▸ **What you will do**
Each line holding the word "petunia" must appear in the answer, copied from the entries.

Natural language region descriptions:

····················

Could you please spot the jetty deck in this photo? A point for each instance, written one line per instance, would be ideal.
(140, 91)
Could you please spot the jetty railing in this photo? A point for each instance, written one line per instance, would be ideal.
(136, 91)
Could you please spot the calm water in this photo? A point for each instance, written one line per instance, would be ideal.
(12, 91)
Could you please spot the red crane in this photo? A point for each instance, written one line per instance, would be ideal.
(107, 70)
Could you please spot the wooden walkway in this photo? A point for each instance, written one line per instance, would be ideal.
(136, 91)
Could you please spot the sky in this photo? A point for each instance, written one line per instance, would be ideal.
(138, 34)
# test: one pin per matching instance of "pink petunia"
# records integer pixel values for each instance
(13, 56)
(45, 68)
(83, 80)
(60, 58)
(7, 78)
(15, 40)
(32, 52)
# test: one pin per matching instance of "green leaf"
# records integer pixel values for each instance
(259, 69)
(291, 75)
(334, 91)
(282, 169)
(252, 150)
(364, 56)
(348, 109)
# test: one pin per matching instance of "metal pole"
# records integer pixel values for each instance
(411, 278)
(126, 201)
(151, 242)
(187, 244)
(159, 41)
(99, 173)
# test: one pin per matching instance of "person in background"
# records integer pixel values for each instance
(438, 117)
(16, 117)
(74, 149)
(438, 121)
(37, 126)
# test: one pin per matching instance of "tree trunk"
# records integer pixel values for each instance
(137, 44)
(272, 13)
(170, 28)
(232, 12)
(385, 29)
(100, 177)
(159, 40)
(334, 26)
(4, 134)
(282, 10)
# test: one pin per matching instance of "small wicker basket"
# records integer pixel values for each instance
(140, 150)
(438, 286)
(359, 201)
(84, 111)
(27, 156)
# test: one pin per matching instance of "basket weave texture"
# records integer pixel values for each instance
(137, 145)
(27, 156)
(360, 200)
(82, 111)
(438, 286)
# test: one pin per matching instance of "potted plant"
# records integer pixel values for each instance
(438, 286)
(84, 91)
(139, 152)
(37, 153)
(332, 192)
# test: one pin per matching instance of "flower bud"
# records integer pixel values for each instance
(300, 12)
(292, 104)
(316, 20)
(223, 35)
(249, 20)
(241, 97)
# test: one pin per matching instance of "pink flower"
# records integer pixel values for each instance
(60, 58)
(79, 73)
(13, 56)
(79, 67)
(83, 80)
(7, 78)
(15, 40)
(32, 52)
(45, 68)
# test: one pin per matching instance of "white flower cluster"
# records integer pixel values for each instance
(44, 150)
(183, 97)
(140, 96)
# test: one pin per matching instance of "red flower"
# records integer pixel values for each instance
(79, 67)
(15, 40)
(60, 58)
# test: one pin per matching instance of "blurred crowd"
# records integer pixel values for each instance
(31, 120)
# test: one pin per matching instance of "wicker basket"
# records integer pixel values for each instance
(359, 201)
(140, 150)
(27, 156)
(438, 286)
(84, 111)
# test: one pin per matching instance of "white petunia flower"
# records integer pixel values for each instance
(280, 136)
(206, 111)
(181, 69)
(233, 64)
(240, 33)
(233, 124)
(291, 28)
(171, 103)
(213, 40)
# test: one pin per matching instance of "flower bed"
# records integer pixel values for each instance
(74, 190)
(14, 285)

····················

▸ **Response to this exercise**
# test: one pin per matching instance of "pink petunia"
# test: one pin per matching instance of "white petunia flower"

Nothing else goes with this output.